WORK REQUIRED
Using the data below, please return every line exactly as given.

RECORDS FOR THE EXERCISE
=====
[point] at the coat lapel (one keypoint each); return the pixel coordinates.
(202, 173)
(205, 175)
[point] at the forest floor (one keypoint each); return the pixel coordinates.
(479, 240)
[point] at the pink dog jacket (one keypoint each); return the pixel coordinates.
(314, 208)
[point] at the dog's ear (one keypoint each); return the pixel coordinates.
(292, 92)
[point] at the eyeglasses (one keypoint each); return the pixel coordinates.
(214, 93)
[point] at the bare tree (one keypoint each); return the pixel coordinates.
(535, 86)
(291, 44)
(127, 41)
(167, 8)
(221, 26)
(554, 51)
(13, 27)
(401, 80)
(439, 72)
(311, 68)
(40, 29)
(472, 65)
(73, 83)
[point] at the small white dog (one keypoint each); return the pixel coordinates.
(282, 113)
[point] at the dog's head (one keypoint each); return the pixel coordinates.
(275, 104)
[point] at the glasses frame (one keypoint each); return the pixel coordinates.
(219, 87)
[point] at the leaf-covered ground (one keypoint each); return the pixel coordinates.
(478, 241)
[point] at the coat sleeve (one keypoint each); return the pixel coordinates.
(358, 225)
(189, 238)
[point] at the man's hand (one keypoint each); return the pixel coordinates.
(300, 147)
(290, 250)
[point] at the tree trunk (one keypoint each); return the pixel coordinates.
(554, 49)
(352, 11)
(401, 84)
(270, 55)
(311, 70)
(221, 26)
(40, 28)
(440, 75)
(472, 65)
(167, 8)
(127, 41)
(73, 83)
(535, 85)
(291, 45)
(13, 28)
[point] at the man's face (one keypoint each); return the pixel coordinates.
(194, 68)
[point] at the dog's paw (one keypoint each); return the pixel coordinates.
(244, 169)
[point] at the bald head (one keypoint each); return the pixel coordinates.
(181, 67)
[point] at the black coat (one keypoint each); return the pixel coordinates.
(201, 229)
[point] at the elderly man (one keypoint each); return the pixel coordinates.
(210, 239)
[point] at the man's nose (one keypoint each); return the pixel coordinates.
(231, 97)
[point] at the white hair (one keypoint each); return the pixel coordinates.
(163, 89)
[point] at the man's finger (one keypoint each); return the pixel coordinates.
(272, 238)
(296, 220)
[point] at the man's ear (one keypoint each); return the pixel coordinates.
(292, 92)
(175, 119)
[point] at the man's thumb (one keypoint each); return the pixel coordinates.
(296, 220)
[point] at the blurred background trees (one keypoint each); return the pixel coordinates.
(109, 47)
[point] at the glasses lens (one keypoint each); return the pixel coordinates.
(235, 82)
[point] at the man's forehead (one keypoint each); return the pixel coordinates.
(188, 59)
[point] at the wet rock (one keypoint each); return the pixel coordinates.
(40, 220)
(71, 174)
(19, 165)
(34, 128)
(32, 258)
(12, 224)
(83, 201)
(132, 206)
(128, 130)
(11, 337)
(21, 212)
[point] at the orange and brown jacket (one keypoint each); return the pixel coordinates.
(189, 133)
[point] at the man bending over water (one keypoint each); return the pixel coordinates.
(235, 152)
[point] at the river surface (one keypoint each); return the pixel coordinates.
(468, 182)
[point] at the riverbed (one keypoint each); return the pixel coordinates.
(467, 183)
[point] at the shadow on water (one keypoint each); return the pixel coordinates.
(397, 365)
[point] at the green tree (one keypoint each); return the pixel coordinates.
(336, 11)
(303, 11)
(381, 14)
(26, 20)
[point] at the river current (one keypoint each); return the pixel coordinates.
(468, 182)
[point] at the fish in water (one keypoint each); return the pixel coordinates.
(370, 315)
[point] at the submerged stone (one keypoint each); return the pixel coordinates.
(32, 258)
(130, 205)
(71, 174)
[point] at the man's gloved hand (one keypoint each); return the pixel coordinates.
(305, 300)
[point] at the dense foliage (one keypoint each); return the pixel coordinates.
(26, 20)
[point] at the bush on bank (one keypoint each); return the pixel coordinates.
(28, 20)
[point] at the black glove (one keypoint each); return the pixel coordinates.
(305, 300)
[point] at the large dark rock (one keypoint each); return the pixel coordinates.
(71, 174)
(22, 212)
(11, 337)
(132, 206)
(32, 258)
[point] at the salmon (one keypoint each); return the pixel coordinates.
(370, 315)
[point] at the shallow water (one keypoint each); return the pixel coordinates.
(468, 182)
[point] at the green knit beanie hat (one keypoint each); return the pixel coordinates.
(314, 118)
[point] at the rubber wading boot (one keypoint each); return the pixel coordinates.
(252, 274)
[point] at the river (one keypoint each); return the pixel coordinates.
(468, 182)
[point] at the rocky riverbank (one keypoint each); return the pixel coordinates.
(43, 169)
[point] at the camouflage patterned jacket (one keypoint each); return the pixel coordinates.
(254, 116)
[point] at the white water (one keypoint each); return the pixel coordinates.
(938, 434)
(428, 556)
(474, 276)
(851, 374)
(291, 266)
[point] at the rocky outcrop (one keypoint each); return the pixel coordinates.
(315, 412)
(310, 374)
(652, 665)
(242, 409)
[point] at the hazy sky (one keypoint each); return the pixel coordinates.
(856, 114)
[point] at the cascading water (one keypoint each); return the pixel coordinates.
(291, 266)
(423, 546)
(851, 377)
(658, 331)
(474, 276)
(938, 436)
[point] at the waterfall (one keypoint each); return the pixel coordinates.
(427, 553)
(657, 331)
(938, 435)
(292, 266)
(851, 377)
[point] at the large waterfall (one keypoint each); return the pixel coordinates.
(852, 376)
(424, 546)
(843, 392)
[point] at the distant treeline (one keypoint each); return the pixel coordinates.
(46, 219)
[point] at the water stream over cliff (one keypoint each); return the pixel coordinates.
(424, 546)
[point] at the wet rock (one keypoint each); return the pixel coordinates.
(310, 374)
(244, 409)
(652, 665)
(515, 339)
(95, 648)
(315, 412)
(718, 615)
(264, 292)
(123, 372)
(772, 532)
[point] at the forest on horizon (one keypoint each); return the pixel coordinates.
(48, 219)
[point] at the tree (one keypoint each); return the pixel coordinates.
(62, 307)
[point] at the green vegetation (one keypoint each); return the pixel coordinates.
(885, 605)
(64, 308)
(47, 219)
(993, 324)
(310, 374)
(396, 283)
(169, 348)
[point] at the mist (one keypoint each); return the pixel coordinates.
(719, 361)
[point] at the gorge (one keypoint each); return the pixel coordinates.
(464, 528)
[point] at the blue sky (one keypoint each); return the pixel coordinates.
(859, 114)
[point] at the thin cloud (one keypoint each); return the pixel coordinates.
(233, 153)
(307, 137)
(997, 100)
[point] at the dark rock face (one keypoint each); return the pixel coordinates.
=====
YOUR RESPONSE
[point] at the coat lapel (one keypoint each); return the pixel coordinates.
(202, 173)
(205, 175)
[point] at the forest floor (one keypoint each); return the pixel coordinates.
(479, 240)
[point] at the pink dog jacket (one keypoint each); return the pixel coordinates.
(314, 208)
[point] at the dog's ear (one keypoint each); return the pixel coordinates.
(292, 92)
[point] at the eyeglasses (one keypoint each); return the pixel coordinates.
(214, 93)
[point] at the bare tree (one keypoint each); return the pixel coordinates.
(535, 86)
(291, 44)
(127, 41)
(167, 8)
(221, 26)
(554, 51)
(13, 27)
(401, 80)
(439, 72)
(311, 68)
(40, 29)
(472, 65)
(73, 83)
[point] at the small white dog (one keypoint each); return the pixel coordinates.
(282, 113)
[point] at the dog's head (one keypoint each); return the pixel coordinates.
(275, 104)
[point] at the glasses frame (one keypoint each); return the pixel coordinates.
(219, 87)
[point] at the leaf-covered ground (one keypoint each); return the pixel coordinates.
(478, 241)
[point] at the coat sleeve (one keypoint each); return the pixel coordinates.
(358, 225)
(189, 238)
[point] at the man's hand (one keypoint each); return the pixel coordinates.
(300, 147)
(290, 250)
[point] at the tree trunk (one keypoint each); return the pixel coordinates.
(554, 49)
(352, 11)
(401, 84)
(270, 55)
(311, 70)
(221, 26)
(40, 28)
(440, 75)
(472, 65)
(167, 8)
(127, 41)
(73, 83)
(535, 85)
(291, 45)
(13, 28)
[point] at the man's face (one keypoint each); return the pixel coordinates.
(194, 68)
[point] at the dog's paw (one keypoint each); return the pixel coordinates.
(244, 169)
[point] at the bald head (one keypoint each); return the pixel coordinates.
(181, 67)
[point] at the black coat (one keypoint each); return the pixel coordinates.
(201, 229)
[point] at the elderly man (one keypoint each); return the pixel coordinates.
(210, 239)
[point] at the man's nose (one keypoint each); return the pixel coordinates.
(231, 97)
[point] at the white hair (one keypoint each); return the pixel coordinates.
(163, 89)
[point] at the man's finger (one keypoint each); return the pixel coordinates.
(272, 238)
(296, 220)
[point] at the man's ear (one keypoint each); return the pixel coordinates.
(292, 92)
(175, 119)
[point] at the man's thumb (one keypoint each); return the pixel coordinates.
(296, 220)
[point] at the blurred background trees (one keypoint each); return the pixel coordinates.
(109, 47)
[point] at the glasses lens (one keypoint each); return the pixel coordinates.
(235, 82)
[point] at the man's forehead (one keypoint each); return the pixel coordinates.
(188, 59)
[point] at the wet rock (one keypoint each); return the pixel coordinates.
(40, 220)
(71, 174)
(19, 165)
(34, 128)
(32, 258)
(12, 224)
(83, 201)
(132, 206)
(128, 130)
(11, 337)
(21, 212)
[point] at the orange and brown jacket (one keypoint each); return the pixel coordinates.
(189, 133)
[point] at the man bending over water (one keypoint each); return the pixel coordinates.
(235, 152)
[point] at the river surface (one keypoint each); return the pixel coordinates.
(468, 182)
[point] at the riverbed (one keypoint each); return the pixel coordinates.
(467, 183)
[point] at the shadow on water (one keypoint each); return the pixel coordinates.
(397, 365)
[point] at the green tree (one keypoint each); return the pixel coordinates.
(336, 11)
(303, 11)
(381, 14)
(26, 20)
[point] at the river current (one keypoint each); return the pixel coordinates.
(468, 182)
[point] at the fish in water (one keypoint each); return the pixel coordinates.
(370, 315)
[point] at the submerged stone (one keypoint each); return the pixel coordinates.
(32, 258)
(130, 205)
(71, 174)
[point] at the man's gloved hand (one keypoint each); return the pixel coordinates.
(305, 300)
[point] at the dense foliage (one keypoint each); return the pixel coordinates.
(26, 20)
[point] at the bush on bank (one keypoint each); return the pixel coordinates.
(28, 20)
[point] at the black glove (one keypoint each); return the pixel coordinates.
(305, 300)
[point] at the large dark rock (one keypoint each); return the pixel coordinates.
(71, 174)
(22, 212)
(11, 337)
(132, 206)
(32, 258)
[point] at the salmon (one keypoint each); return the pixel coordinates.
(370, 315)
[point] at the shallow water (one keypoint each); return the pixel coordinates.
(468, 182)
[point] at the green knit beanie hat (one keypoint each); return the pixel coordinates.
(314, 118)
[point] at the rubber wading boot (one keypoint each); return the pixel coordinates.
(252, 274)
[point] at the river (one keypoint each); return the pixel coordinates.
(468, 182)
[point] at the rocky riverbank (one keypoint each); return the pixel coordinates.
(43, 169)
[point] at the camouflage patterned jacket (one keypoint each); return the pixel coordinates.
(254, 116)
[point] at the white water (one keypoint each); return the pixel coordinates.
(938, 434)
(428, 556)
(474, 276)
(851, 374)
(291, 266)
[point] at the rocky outcrop (one keypoint each); return the pixel coordinates.
(315, 412)
(310, 374)
(652, 665)
(242, 409)
[point] at the hazy sky (one keypoint each); return the pixel coordinates.
(856, 114)
[point] at the cascading water (one keypoint each); return the pixel coordinates.
(291, 266)
(423, 546)
(851, 377)
(658, 331)
(474, 276)
(938, 436)
[point] at the waterfall (one keypoint each); return the pixel coordinates.
(427, 553)
(657, 331)
(938, 435)
(292, 266)
(851, 377)
[point] at the large waterfall (one keypoint each); return the pixel coordinates.
(852, 376)
(424, 546)
(843, 392)
[point] at the distant treeline (one keypoint each); return the pixel coordinates.
(46, 219)
[point] at the water stream over cliff (one keypoint each); return the pixel coordinates.
(424, 546)
[point] at the wet rock (one keypoint each); return the pixel coordinates.
(310, 374)
(244, 409)
(652, 665)
(515, 339)
(95, 648)
(315, 412)
(718, 615)
(264, 292)
(123, 372)
(772, 532)
[point] at the forest on horizon (one keypoint each); return the pixel coordinates.
(48, 219)
[point] at the tree (one keypoint each); return the pixel coordinates.
(62, 307)
[point] at the green vegetation (one keypoint each); return the pixel coordinates.
(885, 605)
(64, 308)
(47, 219)
(993, 324)
(310, 374)
(396, 283)
(169, 348)
[point] at the mist (one keypoint each); return the pixel coordinates.
(719, 361)
[point] at the gorge (one keypoint each); return the pixel coordinates.
(464, 528)
[point] at the blue sky (one keypoint each); return the pixel coordinates.
(859, 114)
[point] at the thin cloud (one keypoint each); return the pixel coordinates.
(233, 153)
(307, 137)
(997, 100)
[point] at the dark rock face (one keypoint each); return the pixel coordinates.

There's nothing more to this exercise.